> _Data for processing_

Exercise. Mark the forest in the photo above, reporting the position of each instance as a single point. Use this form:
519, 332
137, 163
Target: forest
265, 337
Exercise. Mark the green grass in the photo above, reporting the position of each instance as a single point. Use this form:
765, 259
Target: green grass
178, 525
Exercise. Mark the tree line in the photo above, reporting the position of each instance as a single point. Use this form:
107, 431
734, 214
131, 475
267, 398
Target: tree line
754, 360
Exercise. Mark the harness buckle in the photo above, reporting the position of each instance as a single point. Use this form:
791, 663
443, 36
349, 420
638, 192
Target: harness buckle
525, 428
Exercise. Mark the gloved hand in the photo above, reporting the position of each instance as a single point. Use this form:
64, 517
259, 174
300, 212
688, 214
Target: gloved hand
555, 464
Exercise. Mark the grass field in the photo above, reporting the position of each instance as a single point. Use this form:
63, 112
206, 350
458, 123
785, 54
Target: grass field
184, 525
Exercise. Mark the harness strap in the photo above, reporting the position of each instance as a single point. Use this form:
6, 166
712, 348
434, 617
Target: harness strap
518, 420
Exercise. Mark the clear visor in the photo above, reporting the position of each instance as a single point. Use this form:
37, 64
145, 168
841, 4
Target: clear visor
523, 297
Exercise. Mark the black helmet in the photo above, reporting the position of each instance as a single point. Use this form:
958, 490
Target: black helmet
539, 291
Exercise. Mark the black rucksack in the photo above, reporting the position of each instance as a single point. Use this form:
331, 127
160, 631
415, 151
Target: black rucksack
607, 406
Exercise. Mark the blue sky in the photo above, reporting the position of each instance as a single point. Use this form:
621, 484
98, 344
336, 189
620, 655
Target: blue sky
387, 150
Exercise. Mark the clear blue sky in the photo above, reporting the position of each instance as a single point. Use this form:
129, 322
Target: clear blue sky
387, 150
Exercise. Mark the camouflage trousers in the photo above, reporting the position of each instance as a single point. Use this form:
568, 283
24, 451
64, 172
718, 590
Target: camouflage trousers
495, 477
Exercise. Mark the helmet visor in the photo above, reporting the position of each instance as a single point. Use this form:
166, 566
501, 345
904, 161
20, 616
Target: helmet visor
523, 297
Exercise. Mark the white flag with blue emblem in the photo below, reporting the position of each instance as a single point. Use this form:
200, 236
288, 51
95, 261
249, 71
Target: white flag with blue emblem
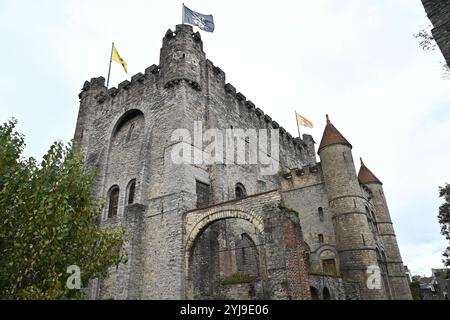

> _What is being asked_
Transcribe every item above line for line, without changing any wording or numbers. Leave the pictures out.

> _Full output_
Exercise. Mark the forest in the photo above, reporting the position of each instance as a single point. Use this form:
519, 332
137, 163
Target: forest
265, 337
Exercise. Mark the green grass in the photo above, reporting the position of each instance as a single point. Use this form:
765, 259
Target: green grass
178, 525
Exercise. Mark the tree line in the photo above, reporting the position of each instance as a single point. Use this form:
107, 431
734, 214
131, 475
267, 398
Target: tree line
754, 360
Exercise. Mark the harness buckle in the photo above, reporting the position of each instance as a single point. Use this form:
791, 663
443, 36
349, 420
638, 192
Target: harness buckle
525, 428
Exercise. Mark the gloved hand in the photo above, reporting the position of each instance as a single point. Use this form:
64, 517
259, 174
300, 212
688, 214
Target: gloved hand
555, 464
Exercise. Mark the grass field in the photo above, reporting the position of each instance as a single point. Use this form:
63, 112
206, 350
458, 123
785, 54
Target: grass field
184, 525
Exercise. Mark the harness strap in the photo above, reporting the position of each instance as a single point. Use this form:
6, 166
712, 348
434, 617
Target: harness strap
518, 420
Exercise. Mark the clear visor in the photo above, reporting the position of each instance as a single point. Use this form:
37, 64
145, 168
841, 4
Target: clear visor
523, 297
Exercise. Mark the black helmet in the photo above, reporting the position of each instance as a single point. Use this form:
958, 490
Target: black helmet
539, 291
Exercise. Mark the black rucksack in the photo above, reporting the position of each instance as a single point. Use this form:
331, 127
160, 631
415, 151
Target: black rucksack
607, 406
Exercise. Mark the blue sky in the photo above, reporting the position of each instance as a single point. Use this form:
621, 484
98, 344
336, 189
620, 655
Target: blue sky
387, 150
Exercise. Mark the clear blue sky in the photo above, reporting the position of each instance as a single point. Use this form:
129, 322
Target: clear blue sky
387, 150
Exercise. Mark the camouflage trousers in the photo above, reporting the position of each instance as a single point. Use this form:
568, 283
24, 451
64, 172
718, 590
Target: camouflage trousers
495, 477
Exercise. Mark the helmet visor in the photo above, reporting the position of each instance as a single point. Use this form:
166, 566
501, 345
904, 161
20, 616
Target: helmet visor
523, 297
Exercise. Mark the white flag with blue emblem in the photo below, reporting the position of each instance as a single point. Use this form:
200, 236
288, 51
95, 261
249, 71
Target: white flag with blue emblem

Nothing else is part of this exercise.